** BEGIN Source records **
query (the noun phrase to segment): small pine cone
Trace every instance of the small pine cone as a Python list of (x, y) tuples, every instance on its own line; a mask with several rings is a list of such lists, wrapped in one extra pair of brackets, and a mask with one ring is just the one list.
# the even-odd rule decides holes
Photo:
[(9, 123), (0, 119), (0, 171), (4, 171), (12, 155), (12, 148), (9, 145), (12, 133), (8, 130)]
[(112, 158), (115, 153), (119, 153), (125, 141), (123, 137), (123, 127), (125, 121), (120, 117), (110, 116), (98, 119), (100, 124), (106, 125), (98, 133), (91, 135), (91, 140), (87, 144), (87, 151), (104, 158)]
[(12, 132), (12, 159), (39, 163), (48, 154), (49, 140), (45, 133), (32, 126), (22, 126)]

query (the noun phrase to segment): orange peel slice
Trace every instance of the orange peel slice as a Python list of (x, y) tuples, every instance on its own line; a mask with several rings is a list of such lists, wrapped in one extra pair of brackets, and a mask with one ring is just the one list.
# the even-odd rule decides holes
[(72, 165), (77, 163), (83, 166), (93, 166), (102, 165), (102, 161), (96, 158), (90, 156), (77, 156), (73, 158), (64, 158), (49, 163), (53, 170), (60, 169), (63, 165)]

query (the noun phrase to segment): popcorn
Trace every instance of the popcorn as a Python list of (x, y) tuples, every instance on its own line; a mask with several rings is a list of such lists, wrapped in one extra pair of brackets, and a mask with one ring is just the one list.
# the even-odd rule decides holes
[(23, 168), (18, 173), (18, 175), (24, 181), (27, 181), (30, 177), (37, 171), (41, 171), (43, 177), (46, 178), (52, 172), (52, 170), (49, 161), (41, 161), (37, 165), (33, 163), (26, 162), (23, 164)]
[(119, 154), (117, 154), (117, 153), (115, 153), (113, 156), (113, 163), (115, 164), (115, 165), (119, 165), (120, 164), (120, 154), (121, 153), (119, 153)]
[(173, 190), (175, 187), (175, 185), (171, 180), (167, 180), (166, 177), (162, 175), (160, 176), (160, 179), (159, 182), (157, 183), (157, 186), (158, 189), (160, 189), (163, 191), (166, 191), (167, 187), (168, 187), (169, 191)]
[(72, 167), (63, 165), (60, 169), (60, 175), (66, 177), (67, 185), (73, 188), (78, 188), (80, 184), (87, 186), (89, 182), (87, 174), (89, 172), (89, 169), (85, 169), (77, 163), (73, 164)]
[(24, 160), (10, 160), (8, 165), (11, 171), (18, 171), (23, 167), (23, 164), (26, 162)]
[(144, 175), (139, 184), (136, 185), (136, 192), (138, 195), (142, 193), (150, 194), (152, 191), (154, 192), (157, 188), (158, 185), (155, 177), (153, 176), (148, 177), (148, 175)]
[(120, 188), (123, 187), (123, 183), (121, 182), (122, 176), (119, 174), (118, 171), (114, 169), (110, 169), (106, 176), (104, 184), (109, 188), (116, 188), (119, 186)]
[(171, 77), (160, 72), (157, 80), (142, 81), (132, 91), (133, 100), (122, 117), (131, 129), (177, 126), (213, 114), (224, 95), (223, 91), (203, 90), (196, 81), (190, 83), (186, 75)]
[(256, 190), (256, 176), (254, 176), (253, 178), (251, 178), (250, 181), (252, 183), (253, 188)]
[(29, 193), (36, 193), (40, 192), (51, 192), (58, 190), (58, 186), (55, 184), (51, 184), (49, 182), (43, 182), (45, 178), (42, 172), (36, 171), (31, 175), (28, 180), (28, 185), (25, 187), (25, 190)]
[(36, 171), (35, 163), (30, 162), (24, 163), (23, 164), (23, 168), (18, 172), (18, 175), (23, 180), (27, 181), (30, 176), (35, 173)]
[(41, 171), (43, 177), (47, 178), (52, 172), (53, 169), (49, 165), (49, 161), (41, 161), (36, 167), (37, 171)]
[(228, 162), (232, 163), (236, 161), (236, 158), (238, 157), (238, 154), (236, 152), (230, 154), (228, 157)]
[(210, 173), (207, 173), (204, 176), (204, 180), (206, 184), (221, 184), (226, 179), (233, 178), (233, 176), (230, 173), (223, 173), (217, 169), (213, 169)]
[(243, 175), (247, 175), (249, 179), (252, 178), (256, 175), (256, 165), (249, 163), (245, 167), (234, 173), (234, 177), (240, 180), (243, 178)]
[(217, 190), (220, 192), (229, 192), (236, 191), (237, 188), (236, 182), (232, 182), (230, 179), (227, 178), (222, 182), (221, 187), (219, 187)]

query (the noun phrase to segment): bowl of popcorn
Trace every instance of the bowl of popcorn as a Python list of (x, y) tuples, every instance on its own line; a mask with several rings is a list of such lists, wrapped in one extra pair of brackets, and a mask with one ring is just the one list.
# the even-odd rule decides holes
** END Source records **
> _What needs to be done_
Transcribe all the data above without changing a single character.

> _Answer below_
query (the noun phrase to segment): small pine cone
Trace every instance of the small pine cone as a Python list of (x, y) tuples, every instance on its own line; a mask with several rings is a list of such lists, wrapped in one extra pair of brackets, and a mask with one ring is just the one list.
# the even-odd rule decides holes
Photo:
[(9, 123), (0, 119), (0, 171), (4, 171), (12, 155), (12, 148), (9, 145), (12, 133), (8, 130)]
[(112, 158), (115, 153), (119, 153), (125, 141), (123, 137), (123, 127), (125, 121), (120, 117), (110, 116), (98, 119), (100, 124), (106, 125), (98, 133), (91, 135), (91, 140), (87, 144), (87, 151), (104, 158)]
[(12, 132), (12, 159), (39, 163), (48, 154), (49, 140), (45, 133), (32, 126), (22, 126)]

query (the noun phrase to segment): orange peel slice
Trace every instance of the orange peel slice as a Python list of (x, y) tuples, every instance on its own line; a mask with several rings is a list of such lists, wrapped in one extra pair of brackets, and a mask with one ring is just the one list.
# the even-odd rule decides holes
[(72, 165), (77, 163), (83, 166), (93, 166), (102, 165), (102, 161), (96, 158), (90, 156), (77, 156), (73, 158), (64, 158), (49, 163), (53, 170), (60, 169), (63, 165)]

query (the noun phrase to segment): popcorn
Trace every instance of the popcorn as a Python list of (x, y) tuples, every instance on its own line; a mask with several rings is a list of such lists, wrapped in one extra pair of brackets, and a mask with one ring is just the one list.
# the even-odd rule decides holes
[(23, 168), (18, 173), (18, 175), (24, 181), (27, 181), (30, 177), (37, 171), (41, 171), (43, 177), (46, 178), (52, 172), (52, 170), (49, 161), (41, 161), (37, 165), (33, 163), (26, 162), (23, 164)]
[(119, 154), (117, 154), (117, 153), (115, 153), (113, 156), (113, 163), (115, 164), (115, 165), (119, 165), (120, 164), (120, 154), (121, 153), (119, 153)]
[(173, 190), (175, 187), (175, 185), (171, 180), (167, 180), (166, 177), (162, 175), (160, 176), (160, 179), (159, 182), (157, 183), (157, 186), (158, 189), (160, 189), (163, 191), (166, 191), (167, 187), (168, 187), (169, 191)]
[(72, 167), (63, 165), (60, 169), (60, 175), (66, 177), (67, 185), (73, 188), (78, 188), (80, 184), (87, 186), (89, 182), (87, 174), (89, 172), (89, 169), (85, 169), (77, 163), (73, 164)]
[(24, 160), (10, 160), (8, 165), (11, 171), (18, 171), (23, 167), (23, 164), (26, 162)]
[(144, 175), (139, 184), (136, 185), (136, 192), (138, 195), (142, 193), (150, 194), (152, 191), (154, 192), (157, 188), (158, 185), (155, 177), (153, 176), (148, 177), (148, 175)]
[(120, 188), (123, 187), (123, 183), (121, 182), (122, 176), (119, 174), (118, 171), (114, 169), (110, 169), (106, 176), (104, 184), (109, 188), (116, 188), (119, 186)]
[(171, 77), (160, 72), (157, 80), (142, 81), (132, 91), (133, 100), (122, 117), (131, 129), (177, 126), (213, 114), (224, 95), (223, 91), (203, 90), (196, 81), (190, 83), (186, 75)]
[(256, 190), (256, 176), (254, 176), (253, 178), (251, 178), (250, 181), (252, 183), (253, 188)]
[(29, 193), (36, 193), (40, 192), (51, 192), (58, 190), (58, 186), (55, 184), (51, 184), (49, 182), (43, 182), (45, 178), (42, 172), (36, 171), (31, 175), (28, 180), (28, 185), (25, 187), (25, 190)]
[(36, 171), (35, 163), (30, 162), (24, 163), (23, 164), (23, 168), (18, 172), (18, 175), (23, 180), (27, 181), (30, 176), (35, 173)]
[(41, 171), (43, 177), (47, 178), (52, 172), (53, 169), (49, 165), (49, 161), (41, 161), (36, 167), (37, 171)]
[(228, 162), (232, 163), (236, 161), (236, 158), (238, 157), (238, 154), (236, 152), (230, 154), (228, 157)]
[(210, 173), (207, 173), (204, 176), (204, 180), (206, 184), (221, 184), (226, 179), (233, 178), (233, 176), (230, 173), (223, 173), (217, 169), (213, 169)]
[(243, 175), (247, 175), (249, 179), (252, 178), (256, 175), (256, 165), (249, 163), (245, 167), (234, 173), (234, 177), (240, 180), (243, 178)]
[(217, 190), (220, 192), (229, 192), (236, 191), (237, 188), (236, 182), (232, 182), (230, 179), (227, 178), (222, 182), (221, 187), (219, 187)]

query (the noun phrase to segment): bowl of popcorn
Trace every instance of the bowl of popcorn as a Python list of (x, y) tuples, every instance on its own line; a mask with several rings is a list of such lists, wrapped in one extra pair of brackets, and a mask with one ring is just the one list.
# the even-odd rule decides holes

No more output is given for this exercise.